#### TASKS TO CARRY OUT
#1 According to the passage about the teacher Galt, how many girls showed up for the track tryouts at his old high school?
#2 Carry on the passage about the teacher Galt, starting after its final sentence.

#### EXTRACT
== == ==

Then Galt thinks about all the damage fools who claim to be fixing education do and it makes him angry to the core. (Irony intended.) Like all good teachers, he has dedicated himself to imparting all the knowledge as can. He is determined to broaden today’s discussion. He will tell his classes how it was for women in this country even in the 1960s and 70s. He will explain how his old high school tried to start a girl’s track team in 1967, and how everyone thought the idea was absurd. Only two girls showed up for tryouts. Galt will emphasize how much attitudes—what we think we can do and what we think we cannot do—shape our lives. He believes this is a lesson he can impart to students. He feels it in his bones.

He feels the lesson matters.

They will discuss the idea that women were once considered too delicate to run long distances. He will throw out the example of Paula Radcliffe, who set the record for women in 2003, running the London Marathon in 2 hours and 15 minutes, a pace of 5:09 per mile. He will circle back again to the idea that women are weak like ivy vines.

He thinks he can plant a seed, hint to all the girls that they should take on any challenge …and Galt will make it clear the same attitude equally applies to boys.

“When I was in high school,” he begins.

ZAAAAP.

“They said girls were too weak.…”

ZAAAAAAAAAAP!

“Paula Radcliffe.…”

ZAAAAAAAAAAAAAAAAAAAAAAAAAAAAAAAPPPPPPPPPPPPPP!!!!

Student computers are now blinking wildly:  DANGER! NON-STANDARDIZED LEARNING! EVILTEACH! HORRORKNOWLEDGE! ACADEMICKILL! DANGER! DANGER!

By now Galt is prone on the floor. He looks bad. He raises his head slightly and gasps. “Women…not…ivy vines.…”

ZZZAAAAAAAAAAAAAAAAAAAAAAAAAAAAAAAAAPPPPPPPPPPPPPPPPPPPPPPPPPPPPPPPPPPPPPPPP!!

The consultants shoot each other knowing looks. The Pearson rep makes a note to include one question on the standardized test about Susan B. Anthony. After all, you want the tests to align with the Common Core Curriculum.

== == ==

#### STORED DATA

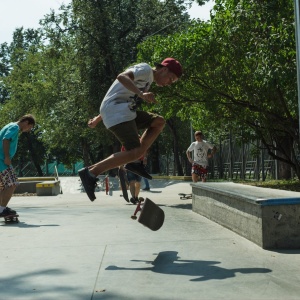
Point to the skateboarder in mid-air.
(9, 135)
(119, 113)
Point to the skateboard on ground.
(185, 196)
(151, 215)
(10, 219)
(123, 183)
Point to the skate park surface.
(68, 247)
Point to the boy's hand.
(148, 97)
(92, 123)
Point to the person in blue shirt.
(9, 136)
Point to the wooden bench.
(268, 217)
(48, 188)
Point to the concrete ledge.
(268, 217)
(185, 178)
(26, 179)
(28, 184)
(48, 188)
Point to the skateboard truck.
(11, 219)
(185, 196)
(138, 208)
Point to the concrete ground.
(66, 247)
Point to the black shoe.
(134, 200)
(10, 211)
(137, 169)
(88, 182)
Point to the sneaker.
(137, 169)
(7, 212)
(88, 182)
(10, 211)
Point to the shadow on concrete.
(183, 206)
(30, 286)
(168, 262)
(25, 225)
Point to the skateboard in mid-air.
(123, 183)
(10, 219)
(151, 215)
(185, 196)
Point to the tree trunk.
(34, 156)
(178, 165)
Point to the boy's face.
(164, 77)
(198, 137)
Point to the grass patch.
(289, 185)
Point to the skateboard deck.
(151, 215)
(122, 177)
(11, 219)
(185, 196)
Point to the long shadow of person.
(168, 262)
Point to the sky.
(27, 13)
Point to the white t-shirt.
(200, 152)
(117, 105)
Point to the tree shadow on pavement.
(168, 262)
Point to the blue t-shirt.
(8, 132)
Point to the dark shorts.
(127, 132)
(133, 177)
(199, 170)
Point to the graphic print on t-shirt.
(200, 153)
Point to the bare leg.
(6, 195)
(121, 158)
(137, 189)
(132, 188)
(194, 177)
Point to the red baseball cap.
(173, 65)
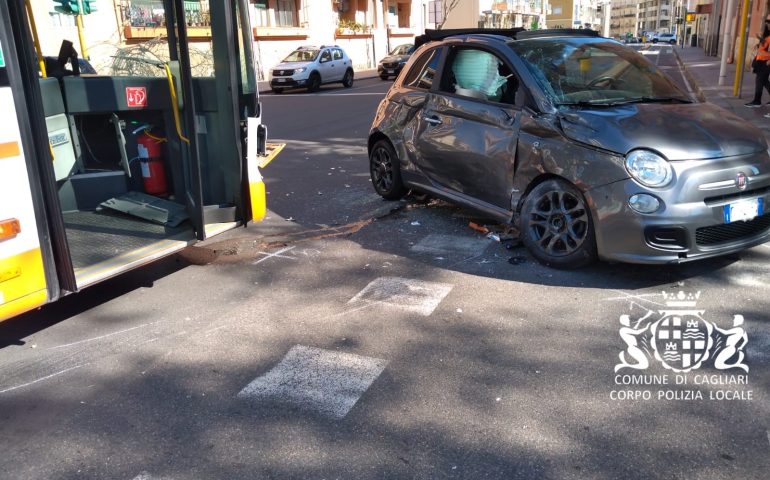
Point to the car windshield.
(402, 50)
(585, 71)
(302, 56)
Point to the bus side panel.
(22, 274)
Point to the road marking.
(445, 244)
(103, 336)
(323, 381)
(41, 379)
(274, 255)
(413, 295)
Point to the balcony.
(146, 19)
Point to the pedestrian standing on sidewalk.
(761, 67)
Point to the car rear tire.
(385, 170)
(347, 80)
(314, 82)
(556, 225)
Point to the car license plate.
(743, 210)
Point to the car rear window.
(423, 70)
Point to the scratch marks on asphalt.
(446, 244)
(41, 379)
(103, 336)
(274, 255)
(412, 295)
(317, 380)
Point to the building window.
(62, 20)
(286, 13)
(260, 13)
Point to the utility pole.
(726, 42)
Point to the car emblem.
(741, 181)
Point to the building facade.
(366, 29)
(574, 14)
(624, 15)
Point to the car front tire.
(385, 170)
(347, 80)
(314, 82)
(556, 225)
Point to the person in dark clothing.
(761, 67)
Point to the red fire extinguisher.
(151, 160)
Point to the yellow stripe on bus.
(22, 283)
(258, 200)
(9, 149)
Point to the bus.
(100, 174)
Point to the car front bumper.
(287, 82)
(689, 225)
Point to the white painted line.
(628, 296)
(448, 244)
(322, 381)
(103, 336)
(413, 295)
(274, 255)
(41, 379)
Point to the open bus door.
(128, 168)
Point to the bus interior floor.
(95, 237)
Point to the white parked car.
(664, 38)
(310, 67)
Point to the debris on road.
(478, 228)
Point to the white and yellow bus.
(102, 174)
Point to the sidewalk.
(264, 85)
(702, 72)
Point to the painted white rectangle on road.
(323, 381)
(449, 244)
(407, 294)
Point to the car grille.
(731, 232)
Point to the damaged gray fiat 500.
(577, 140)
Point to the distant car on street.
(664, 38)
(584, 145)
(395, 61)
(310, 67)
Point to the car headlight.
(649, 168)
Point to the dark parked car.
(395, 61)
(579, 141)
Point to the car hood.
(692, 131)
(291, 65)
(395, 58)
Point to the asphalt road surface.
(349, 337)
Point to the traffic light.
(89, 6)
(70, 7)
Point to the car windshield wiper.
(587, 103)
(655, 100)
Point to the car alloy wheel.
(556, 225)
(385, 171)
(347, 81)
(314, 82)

== == ==

#### RESPONSES TO THE TASKS
#1 Two girls showed up.

#2
Oh hell, who cares! Pearson is making hundreds of millions of dollars annually designing more and more standardized tests.

The consultant from Amplify is happy, too. Galt is out cold. Now the kids have no choice but to rely on their computers for some warm student-machine interaction.

It’s U. S. education for the future.


The testing companies really care about children?
Right?

POSTSCRIPT

In a recent story, the Washington Post reported that between 2009 and 2014, the four biggest corporations in the “standardized testing market” had spent $20 million on lobbying of state and federal officials and politicians, “as well as sometimes hiring them—to persuade them to favor policies that include mandated student assessments, helping to fuel a nearly $2 billion annual testing business, a new analysis shows.

It’s that old saying, of course: you have to spend money to make money. Right! I mean, $2 billion dollars’ worth of tests generated annually—that’s not chump change, my friends.


(Then again: if you wanted to truly help children, you could use that money to send 400,000 kids, at $5,000 each, to pre-school.)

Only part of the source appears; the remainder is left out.